*BRANO FORNITO*
┄┄┄┄┄┄┄┄┄┄┄┄┄┄┄┄┄┄┄┄
2. Avverso l’indicata sentenza ha proposto ricorso per cassazione l’imputato a mezzo del suo difensore per chiederne l’annullamento per i seguenti motivi:
a) inosservanza ed erronea applicazione della legge e mancanza di motivazione; il Tribunale non ha rilevato che l’ordinanza sindacale era stata notificata in data 20/4/2010 ad E.B. senza che l’atto fosse stato consegnato al ricorrente, il quale ne aveva ignorato il contenuto in modo incolpevole.
b) erronea applicazione della legge in riferimento al disposto dell’art. 1135 cod. civ., a norma del quale spetta all’amministratore attivarsi per la conservazione delle parti comuni dell’edificio condominiale e di ordinare lavori di manutenzione ordinaria e straordinaria che siano urgenti. Pertanto, destinatario dell’obbligo inadempiuto in via primaria era l’amministratore e solo in via residuale i singoli condòmini.
CONSIDERATO IN DIRITTO
L’impugnazione è inammissibile in quanto basata su motivi manifestamente infondati.
1.Va premesso che non è in contestazione da parte del ricorrente la circostanza dell’effettiva inottemperanza all’ordinanza con la quale gli era stato ingiunto di provvedere all’eliminazione del pericolo di crollo di calcinacci dalle facciate dell’edificio di cui era comproprietario, ma soltanto la possibilità di ricostruire la sua responsabilità.
1.1. Osserva questa Corte che la tesi difensiva in primo luogo si basa su circostanza che non è mai stata dedotta nel giudizio di primo grado e che implica verifiche di tipo fattuale, precluse a questa Corte, che è giudice non del fatto ma della sentenza, la quale, peraltro, ha dato atto che il A.G., come gli altri condòmini diversi da tale G., aveva ricevuto notificazione dell’ordinanza sindacale rimasta inadempiuta.
┄┄┄┄┄┄┄┄┄┄┄┄┄┄┄┄┄┄┄┄
*CONSEGNA 1*
Secondo il brano fornito, in che data l'ordinanza sindacale era stata notificata a E.B.?

(Righe da un set di dati)
┄┄┄┄┄┄┄┄┄┄┄┄┄┄┄┄┄┄┄┄
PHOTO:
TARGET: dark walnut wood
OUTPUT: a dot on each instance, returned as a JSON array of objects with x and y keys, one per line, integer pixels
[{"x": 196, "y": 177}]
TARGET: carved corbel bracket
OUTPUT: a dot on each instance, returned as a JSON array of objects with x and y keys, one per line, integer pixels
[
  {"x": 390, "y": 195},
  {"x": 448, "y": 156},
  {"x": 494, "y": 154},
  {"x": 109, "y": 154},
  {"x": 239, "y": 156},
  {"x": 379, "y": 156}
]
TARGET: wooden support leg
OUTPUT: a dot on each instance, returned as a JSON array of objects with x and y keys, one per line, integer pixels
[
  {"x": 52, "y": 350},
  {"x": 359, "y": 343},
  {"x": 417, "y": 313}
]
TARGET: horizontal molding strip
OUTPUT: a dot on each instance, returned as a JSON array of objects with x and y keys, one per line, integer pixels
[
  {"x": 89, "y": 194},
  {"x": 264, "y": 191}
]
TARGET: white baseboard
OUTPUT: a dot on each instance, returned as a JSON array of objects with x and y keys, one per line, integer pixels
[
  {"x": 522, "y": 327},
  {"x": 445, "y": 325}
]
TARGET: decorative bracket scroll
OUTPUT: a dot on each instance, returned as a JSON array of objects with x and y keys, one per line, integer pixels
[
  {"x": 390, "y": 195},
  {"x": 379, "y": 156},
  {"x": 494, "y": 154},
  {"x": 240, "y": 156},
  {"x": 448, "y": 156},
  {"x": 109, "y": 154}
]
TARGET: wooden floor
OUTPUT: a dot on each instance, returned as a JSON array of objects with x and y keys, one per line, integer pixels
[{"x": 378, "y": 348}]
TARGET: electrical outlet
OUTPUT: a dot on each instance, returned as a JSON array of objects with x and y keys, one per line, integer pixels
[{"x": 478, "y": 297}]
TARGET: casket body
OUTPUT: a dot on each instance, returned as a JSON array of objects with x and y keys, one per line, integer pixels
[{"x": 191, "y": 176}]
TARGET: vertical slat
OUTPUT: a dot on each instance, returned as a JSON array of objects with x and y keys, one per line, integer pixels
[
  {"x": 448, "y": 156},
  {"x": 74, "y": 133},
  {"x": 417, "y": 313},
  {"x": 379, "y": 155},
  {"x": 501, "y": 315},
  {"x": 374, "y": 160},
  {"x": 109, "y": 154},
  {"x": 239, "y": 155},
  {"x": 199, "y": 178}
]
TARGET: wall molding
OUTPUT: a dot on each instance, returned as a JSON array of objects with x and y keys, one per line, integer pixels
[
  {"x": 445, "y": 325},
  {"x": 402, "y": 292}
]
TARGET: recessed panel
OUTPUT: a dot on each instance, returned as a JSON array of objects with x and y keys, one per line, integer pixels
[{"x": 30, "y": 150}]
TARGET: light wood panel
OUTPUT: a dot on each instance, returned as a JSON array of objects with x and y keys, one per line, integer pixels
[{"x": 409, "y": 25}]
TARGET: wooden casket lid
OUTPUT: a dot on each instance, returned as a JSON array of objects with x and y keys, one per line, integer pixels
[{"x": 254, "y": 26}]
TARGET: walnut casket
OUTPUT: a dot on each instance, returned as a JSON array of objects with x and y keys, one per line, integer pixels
┄┄┄┄┄┄┄┄┄┄┄┄┄┄┄┄┄┄┄┄
*CONSEGNA 2*
Estrai dalle voci le righe che vanno da quella che contiene "TARGET: light wood panel" fino alla fine delle voci, entrambi gli estremi inclusi, e riportale tali e quali.

*RISPOSTA COMPLETA 1*
Il 20/4/2010.

*RISPOSTA COMPLETA 2*
TARGET: light wood panel
OUTPUT: a dot on each instance, returned as a JSON array of objects with x and y keys, one per line, integer pixels
[{"x": 409, "y": 25}]
TARGET: wooden casket lid
OUTPUT: a dot on each instance, returned as a JSON array of objects with x and y keys, one per line, integer pixels
[{"x": 254, "y": 26}]
TARGET: walnut casket
OUTPUT: a dot on each instance, returned as a JSON array of objects with x and y keys, one per line, integer pixels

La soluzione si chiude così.